• **Your task**
Please give again, word for word, the line that contains "Objective: a point on each instance of the column" and every line after it to the end of the data, with no other lines.

• **Material provided**

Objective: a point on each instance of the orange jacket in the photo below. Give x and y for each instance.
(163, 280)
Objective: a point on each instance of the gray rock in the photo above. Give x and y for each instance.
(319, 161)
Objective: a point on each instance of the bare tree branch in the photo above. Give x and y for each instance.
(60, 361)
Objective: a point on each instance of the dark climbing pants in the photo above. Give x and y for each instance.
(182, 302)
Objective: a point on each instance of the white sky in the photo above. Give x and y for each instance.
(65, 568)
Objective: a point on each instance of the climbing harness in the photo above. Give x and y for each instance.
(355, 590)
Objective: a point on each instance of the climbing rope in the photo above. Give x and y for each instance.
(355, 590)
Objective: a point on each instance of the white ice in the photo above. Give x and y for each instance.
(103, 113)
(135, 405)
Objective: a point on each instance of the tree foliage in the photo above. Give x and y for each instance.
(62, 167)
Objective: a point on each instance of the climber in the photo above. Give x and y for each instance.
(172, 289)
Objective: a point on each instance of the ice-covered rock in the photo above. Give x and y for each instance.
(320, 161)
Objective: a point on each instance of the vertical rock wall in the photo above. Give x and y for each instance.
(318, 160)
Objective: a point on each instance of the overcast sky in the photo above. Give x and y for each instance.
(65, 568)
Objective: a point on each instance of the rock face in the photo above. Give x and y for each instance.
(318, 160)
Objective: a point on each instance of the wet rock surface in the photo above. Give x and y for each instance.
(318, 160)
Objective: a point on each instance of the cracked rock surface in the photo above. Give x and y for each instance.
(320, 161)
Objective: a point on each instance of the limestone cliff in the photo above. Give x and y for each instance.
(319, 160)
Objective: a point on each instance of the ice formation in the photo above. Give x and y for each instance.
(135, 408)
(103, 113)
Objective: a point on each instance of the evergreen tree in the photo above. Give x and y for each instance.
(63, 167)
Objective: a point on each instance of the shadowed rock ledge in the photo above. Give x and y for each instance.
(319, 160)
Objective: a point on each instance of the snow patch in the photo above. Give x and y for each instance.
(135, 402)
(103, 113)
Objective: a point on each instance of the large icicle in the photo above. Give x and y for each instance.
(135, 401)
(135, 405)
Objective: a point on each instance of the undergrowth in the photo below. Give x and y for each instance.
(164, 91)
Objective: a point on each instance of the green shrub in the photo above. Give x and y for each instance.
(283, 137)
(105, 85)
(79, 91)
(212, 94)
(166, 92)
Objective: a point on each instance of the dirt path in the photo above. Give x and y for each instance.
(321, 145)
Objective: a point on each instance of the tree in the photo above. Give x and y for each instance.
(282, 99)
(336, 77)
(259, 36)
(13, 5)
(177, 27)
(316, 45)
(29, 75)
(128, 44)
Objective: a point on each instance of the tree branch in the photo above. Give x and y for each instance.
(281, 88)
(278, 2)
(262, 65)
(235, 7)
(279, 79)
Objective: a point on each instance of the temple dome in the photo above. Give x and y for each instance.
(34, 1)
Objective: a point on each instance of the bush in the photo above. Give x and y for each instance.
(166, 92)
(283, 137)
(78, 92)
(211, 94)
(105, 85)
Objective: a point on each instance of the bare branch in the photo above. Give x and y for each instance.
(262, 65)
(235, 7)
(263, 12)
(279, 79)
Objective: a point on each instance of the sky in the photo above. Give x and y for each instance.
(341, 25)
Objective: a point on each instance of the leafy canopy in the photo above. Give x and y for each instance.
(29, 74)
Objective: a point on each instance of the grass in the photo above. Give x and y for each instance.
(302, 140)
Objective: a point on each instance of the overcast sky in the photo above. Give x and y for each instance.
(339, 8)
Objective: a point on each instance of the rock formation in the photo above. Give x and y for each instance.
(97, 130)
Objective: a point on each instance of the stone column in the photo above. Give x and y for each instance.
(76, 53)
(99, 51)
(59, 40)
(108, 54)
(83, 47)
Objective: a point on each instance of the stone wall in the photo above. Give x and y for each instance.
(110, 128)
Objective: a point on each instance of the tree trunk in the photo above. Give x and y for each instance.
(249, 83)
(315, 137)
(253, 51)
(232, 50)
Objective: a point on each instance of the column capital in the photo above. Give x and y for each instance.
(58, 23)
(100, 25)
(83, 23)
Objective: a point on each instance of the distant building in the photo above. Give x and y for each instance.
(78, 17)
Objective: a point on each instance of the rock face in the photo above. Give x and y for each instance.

• **Answer space**
Objective: a point on each instance of the column capital in the photo above. Give x and y for each instance.
(58, 23)
(100, 25)
(83, 23)
Objective: a point on each instance of the distant building in the photo above. Give x and y for each instance.
(78, 17)
Objective: a point on each instance of the rock face in the photo above. Give x and y for each instance.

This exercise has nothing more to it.